━━ SOURCE TEXT
Once more into the fray…

Time marches on, which brings us to the month of March, and a whole new assemblage of Unofficial Music Videos for consideration.

In case you’re just joining us, five artists are honored, and the monthly high scorer may select a superb trophy or gift card as a testament to their skill and creativity. More about the awards.

Now, on with the show! Meet our Minds of March!

1. Producer: Joseph Hyrkas
Artist: Odesza
Song: “Falls”
Category: Narrative

Deceptively simple and deeply sincere, producer Joseph Hyrkas relies on soulful lingering shots of a beautiful woman to tell this tale of heartache.

2. Producer: Aaron Vizcarra
Artist: 2PAC & LA
Song: “Vicca Street”
Category: Abstract

The wonders never cease in a kaleidoscopic slice of cyber surrealism from producer Aaron Vizacarra and director Stephen Gillis.

3. Producer: kayanoel
Artist: Julie Aznar
Song: “In the Middle of the Night”
Category: Performance

Commitment, clever choreography, and breathtaking location photography are on display in kayanoel’s moody performance piece.
━━━━
━━ RAW DATA
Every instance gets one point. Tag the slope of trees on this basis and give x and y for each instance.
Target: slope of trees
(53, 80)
━━━━
# THE TASKS:
1. List the song titles named in the music video roundup.
2. Continue the music video roundup from its last sentence.

# OUTPUTS IN ORDER:
1. "Falls", "Vicca Street", "In the Middle of the Night"

2.
4. Producer: Naomi Kirk-Muir
Artist: Mother Mother
Song: “Happy”
Category: Narrative

Heck, it’s hard (probably impossible) to be endlessly happy. Naomi Kirk-Muir cuts to the heart behind the masks we have to wear in this somber collage.

5. Producer: Obiet Mantovani
Artist: The Chainsmokers
Song: “All We Know”
Category: Narrative

Again, simplicity and lack of pretense carries the day in a stirring story of rocky romance.

Slowly but surely we are creating a structure and process for emerging video artists to exhibit their work. We’re pleased to see so many fresh and fantastic approaches to the form, as it gives us plenty to talk about.